Taiwan's president pushed for a swift investigation Monday after an express train derailed on a coastal tourist route, killing 18 people as it sent sleeping passengers flying from their seats.
The crash on the popular east coast line injured another 187 people Sunday and left the Puyuma Express lying zig-zagged across the tracks in the island's worst rail accident for a quarter century.
Among the victims were three students and two teachers from a junior high school in Taitung -- where the train was headed.
"Everyone is concerned about the cause of the incident and I've asked prosecutors to clarify the situation... and the cause soon," President Tsai Ing-wen told reporters as she visited the scene of the accident Monday.
A task force and forensic units will determine whether the derailment was "an accident or human error" prosecutor Chiang Jen-yu said as investigators combed through the wreckage for evidence.
Passengers who survived the accident recalled how the train had been shaking intensely during the journey and was going "very fast" before it derailed.
One passenger who identified herself as Mrs Chiu told reporters the train had stopped twice and there had been an announcement that it needed repairs, but it had then restarted.
"We felt that the speed was too fast, then there was a crashing sound and we flew off (from the seats)," she said, adding that many passengers were sleeping at the time.
An official from the Taiwan Railways Administration said the train driver had reported a pressure device used for braking had malfunctioned 30 minutes before the accident, but that it should not have caused the train to go too fast.
The railways administration confirmed that a Puyuma Express train also derailed last year on the same line, but no one was injured.
In total, Taiwan has a fleet of 19 Puyuma Express trains, all made in Japan.
- Families' anguish -
The health ministry said Monday that 53 remained in hospital, 10 of them in intensive care.
Jerry Wang, the father of a surviving student from the school party, told AFP the group had been returning from an exchange trip to South Korea.
He said his 14-year-old son Wang Yu-fei had suffered injuries to his stomach, kidneys, and pelvis, all due to massive frontal impact.
The student's grandparents said he was now off life support, but remained in intensive care.
"I was begging God to give him back to me," said Wang.
Officials said Monday that the search for victims had ended at the accident site in the northeastern county of Yilan and that no more passengers had been found in the carriages.
Cranes have lifted the mangled Puyuma Express coaches away from the southbound track. All eight carriages derailed and five had flipped onto their side.
Train services have partially resumed, using the northbound track.
Local resident Huang Chang-han, 61, told AFP he had been at a nearby hillside temple when he heard the train crash and saw black smoke.
"We rushed to the scene to help carry the kids and elderly people. There was blood all over, everyone was busy helping people," he said.
Video footage of the aftermath of the crash, broadcast on local Taiwan television, showed passengers smashing a window from inside and kicking it through to escape.
"At this difficult time let us all pray for the injured and hope the deceased can rest in peace," said President Tsai Monday.
The crash was the worst rail accident in Taiwan since 1991, when 30 passengers were killed and 112 injured after two trains collided in Miaoli in western Taiwan.

◆ **Listed records**
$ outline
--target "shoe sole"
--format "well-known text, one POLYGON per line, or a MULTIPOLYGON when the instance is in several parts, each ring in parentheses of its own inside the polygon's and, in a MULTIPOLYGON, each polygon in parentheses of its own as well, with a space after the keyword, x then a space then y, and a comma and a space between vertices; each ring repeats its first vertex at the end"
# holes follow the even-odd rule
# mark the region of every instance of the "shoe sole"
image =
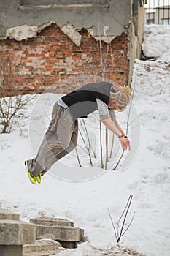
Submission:
POLYGON ((30 176, 30 172, 28 171, 28 166, 27 166, 27 164, 26 164, 26 161, 24 162, 24 164, 25 164, 25 167, 26 168, 26 170, 27 170, 27 174, 28 174, 28 178, 29 178, 29 181, 31 182, 32 184, 34 185, 36 185, 36 180, 34 181, 33 178, 31 178, 31 177, 30 176))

◆ **Directions for this task**
Reproduce the part of the train derailment report above from "The student's grandparents" up to and including "the northbound track.".

◆ **Result**
The student's grandparents said he was now off life support, but remained in intensive care.
"I was begging God to give him back to me," said Wang.
Officials said Monday that the search for victims had ended at the accident site in the northeastern county of Yilan and that no more passengers had been found in the carriages.
Cranes have lifted the mangled Puyuma Express coaches away from the southbound track. All eight carriages derailed and five had flipped onto their side.
Train services have partially resumed, using the northbound track.